Due to memory issues, we couldn't train our model on full *df_train*. So, we decided to train it only on 75% of the data (segment == 1):  

In [None]:
## segments
train_ids = df_train[['row_id']].sample(frac=TRAIN_FRAC, random_state=0).row_id.unique()
df_train['segment'] = np.where(df_train.row_id.isin(train_ids), 1, 0).astype('int8')
df_valid['segment'] = np.ones(df_valid.shape[0], dtype='int8')
df_train.segment.value_counts()

## Generate question features

In [None]:
df_train['elapsed_time'] = df_train.groupby('user_id').prior_question_elapsed_time.shift(periods=-1)
df_train['had_explanation'] = df_train.groupby('user_id').prior_question_had_explanation.shift(periods=-1)

#### Adding main question statistics:

In [None]:
df_question_mean = (
    df_train[['content_id', 'answered_correctly', 
              'elapsed_time', 'had_explanation']]
    .groupby(['content_id'])
    .agg({'answered_correctly': ['count', 'mean', 'std'], 
          'elapsed_time': ['mean', 'std'], 
          'had_explanation': ['mean', 'std']})
    .reset_index()
)
df_train.drop(columns=['elapsed_time', 'had_explanation'], inplace=True)

columns = ['content_id']
columns += ['question_acc_count', 'question_acc_mean', 'question_acc_std']
columns += ['question_elapsed_time_mean', 'question_elapsed_time_std']
columns += ['question_had_expl_mean', 'question_had_expl_std']
df_question_mean.columns = columns
for col in columns:
    df_question_mean[col] = df_question_mean[col].astype('float32')
    
df_train = pd.merge(df_train, df_question_mean, on='content_id', how="left")
df_valid = pd.merge(df_valid, df_question_mean, on='content_id', how="left")
df_train.fillna(0, inplace=True)
df_valid.fillna(0, inplace=True)

df_train.shape, df_valid.shape

#### Adding question "embeddings":

In [None]:
df_emb = pd.read_csv(embeddings_file).rename(columns={'dim_'+str(i): 'content_id_dim_'+str(i) for i in range(DIM)})
df_emb['content_id'] = df_emb.content_id.astype('int32')
for f in list(df_emb.columns)[1:]:
    df_emb[f] = df_emb[f].astype('float16')
print(df_emb.shape)

df_train = pd.merge(df_train, df_emb, on='content_id', how="left")
df_valid = pd.merge(df_valid, df_emb, on='content_id', how="left")

DATASET EXCERPT
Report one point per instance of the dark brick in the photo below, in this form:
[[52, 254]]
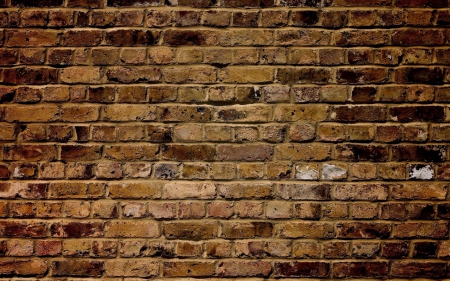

ACTIONS TO TAKE
**1.** In the notebook excerpt, begin at the words "df_emb['content_id'] = df_emb.content_id.astype('int32')" and stop after "print(df_emb.shape)", reproducing that span with "float16" replaced by "float32".
**2.** Extend the notebook excerpt with the next portion of its content, continuing from its final line.
The listing has no connection to the notebook excerpt.

TASK ANSWERS
**1.**
df_emb['content_id'] = df_emb.content_id.astype('int32')
for f in list(df_emb.columns)[1:]:
    df_emb[f] = df_emb[f].astype('float32')
print(df_emb.shape)

**2.**
df_train.shape, df_valid.shape

#### Adding "part" and "als_cluster" fields:

In [None]:
df_part = pd.read_csv(question_file)[['question_id', 'part']]
df_part.columns = ['content_id', 'part']
df_train = pd.merge(df_train, df_part, on = 'content_id', how = 'left')
df_valid = pd.merge(df_valid, df_part, on = 'content_id', how = 'left')

df_als = pd.read_csv(als_clusters_file)[['question_id', 'cluster']]
df_als.columns = ['content_id', 'als_cluster']
df_train = pd.merge(df_train, df_als, on = 'content_id', how = 'left')
df_valid = pd.merge(df_valid, df_als, on = 'content_id', how = 'left')

df_train.shape, df_valid.shape

#### Adding "part" and "als_cluster" statistics:

In [None]:
df_part_mean = df_train[['part', 'answered_correctly']].groupby(['part']).agg(['mean']).reset_index()
df_part_mean.columns = ['part', 'part_acc_mean']
df_train = pd.merge(df_train, df_part_mean, on='part', how="left")
df_valid = pd.merge(df_valid, df_part_mean, on='part', how="left")
df_train.shape, df_valid.shape

In [None]:
df_als_mean = df_train[['als_cluster', 'answered_correctly']].groupby(['als_cluster']).agg(['mean']).reset_index()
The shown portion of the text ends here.